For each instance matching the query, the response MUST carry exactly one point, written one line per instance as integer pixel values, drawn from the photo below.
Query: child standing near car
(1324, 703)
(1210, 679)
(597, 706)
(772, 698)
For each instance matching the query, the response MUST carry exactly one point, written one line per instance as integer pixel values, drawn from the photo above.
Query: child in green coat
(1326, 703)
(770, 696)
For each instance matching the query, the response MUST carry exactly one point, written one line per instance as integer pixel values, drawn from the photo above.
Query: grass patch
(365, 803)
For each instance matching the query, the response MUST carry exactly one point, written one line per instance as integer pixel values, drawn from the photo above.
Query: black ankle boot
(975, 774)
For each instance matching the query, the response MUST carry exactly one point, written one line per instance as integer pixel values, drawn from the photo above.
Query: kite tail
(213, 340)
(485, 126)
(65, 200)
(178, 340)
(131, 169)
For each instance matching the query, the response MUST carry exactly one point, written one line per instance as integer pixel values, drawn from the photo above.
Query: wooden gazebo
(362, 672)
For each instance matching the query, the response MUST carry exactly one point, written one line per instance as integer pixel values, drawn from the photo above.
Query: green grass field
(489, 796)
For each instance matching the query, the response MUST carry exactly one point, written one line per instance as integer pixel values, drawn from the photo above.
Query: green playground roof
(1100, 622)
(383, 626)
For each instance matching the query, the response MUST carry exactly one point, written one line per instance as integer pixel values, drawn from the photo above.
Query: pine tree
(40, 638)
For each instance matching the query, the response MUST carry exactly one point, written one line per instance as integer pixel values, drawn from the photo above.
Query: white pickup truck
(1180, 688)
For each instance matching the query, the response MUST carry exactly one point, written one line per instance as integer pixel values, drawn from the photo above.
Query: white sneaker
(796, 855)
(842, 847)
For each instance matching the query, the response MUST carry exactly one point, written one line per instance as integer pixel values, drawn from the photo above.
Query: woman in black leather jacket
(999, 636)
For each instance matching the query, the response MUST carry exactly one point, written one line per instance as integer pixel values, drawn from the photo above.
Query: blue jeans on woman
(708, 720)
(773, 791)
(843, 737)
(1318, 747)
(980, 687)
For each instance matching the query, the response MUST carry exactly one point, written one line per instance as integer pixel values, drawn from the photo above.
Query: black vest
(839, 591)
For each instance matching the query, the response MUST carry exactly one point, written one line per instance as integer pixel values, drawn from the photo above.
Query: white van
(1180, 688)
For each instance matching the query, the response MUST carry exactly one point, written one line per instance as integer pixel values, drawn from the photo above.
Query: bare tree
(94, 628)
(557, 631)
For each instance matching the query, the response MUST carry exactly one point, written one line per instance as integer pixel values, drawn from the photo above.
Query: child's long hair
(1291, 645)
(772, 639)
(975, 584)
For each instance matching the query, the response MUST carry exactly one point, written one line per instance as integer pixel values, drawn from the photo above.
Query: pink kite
══════════════════════════════
WORK INSTRUCTION
Repeat the records above exactly.

ANSWER TO THIS PROBLEM
For each instance matching the query, the response MUST carry exactly one point, written one line per instance as integer pixel values, drawn from the photo below.
Query: child standing near car
(1324, 703)
(1210, 679)
(597, 706)
(772, 698)
For each instance matching the query, the response MUST carry exactly one point, written one line per instance as integer pixel values, drawn from the photo above.
Query: child in green coat
(1326, 703)
(770, 696)
For each instance matching the query, the response MUST carry exactly one point, written one line per instance as integer pixel values, drawn from the photo above.
Query: grass patch
(365, 803)
For each instance matching the query, the response MUST carry exactly one point, written one line per instance as integer pixel values, drawn from the photo above.
Query: black ankle boot
(975, 774)
For each instance matching the query, the response MUST carry exactly one point, written one line per instance as integer pixel values, drawn from the photo above.
Query: kite tail
(213, 340)
(485, 126)
(65, 200)
(178, 340)
(131, 169)
For each instance matching the query, the response MUST carry exactly one point, written one line per instance as integer pixel values, drawn from the photo above.
Query: wooden gazebo
(362, 672)
For each instance matching the query, the response MUST carry exactly one point, written one line per instance as integer pixel values, drawn from the photo above.
Query: green grass field
(489, 796)
For each instance matching the query, the response MUST carry exactly one point, written one line per instance as integer pixel values, drawn from the photo above.
Query: green playground roof
(1100, 622)
(383, 626)
For each instance matching the query, the response MUST carry exactly one point, written one line per instance as integer pixel values, drawn from the photo above.
Query: pine tree
(40, 638)
For each instance matching the query, the response MUST carry exactly one point, written one line per instance as integer pixel values, drawn from the photo above.
Query: white pickup truck
(1180, 688)
For each instance matching the query, the response MUST carry exactly one point, written one line per instance as integer pixel values, drawn from the photo above.
Query: white sneaker
(796, 855)
(842, 847)
For each instance matching the query, the response MUST carry exactly one point, written one line per instance as integer pixel values, drawn from the photo above.
Query: woman in black leather jacket
(999, 636)
For each instance matching the query, the response MUST carry exactly one point, written one line per instance as integer pixel values, drawn from the photo above.
Query: blue jeans on woman
(708, 720)
(773, 791)
(843, 737)
(1318, 747)
(980, 687)
For each instance matching the query, the response MUST carry exactly one point, written one line per instance as integer pixel values, drawn from the photo above.
Query: black vest
(839, 591)
For each instance matching the query, the response MUST carry exactly one point, written one line per instance as integer pixel values, drawn from the photo above.
Query: white van
(1180, 688)
For each instance matching the query, the response MUST carry exactly one point, written one line per instance as integer pixel values, drawn from the photo above.
Query: bare tree
(94, 628)
(557, 631)
For each instance matching the query, the response MUST carry exactly one point, written one line per instance as integer pixel values, drawn from the photo above.
Query: child's long hair
(1291, 645)
(772, 639)
(975, 584)
For each instance matching the query, the response MUST carry exactly one point, written one line per instance as integer pixel values, drawn from the photo above.
Query: pink kite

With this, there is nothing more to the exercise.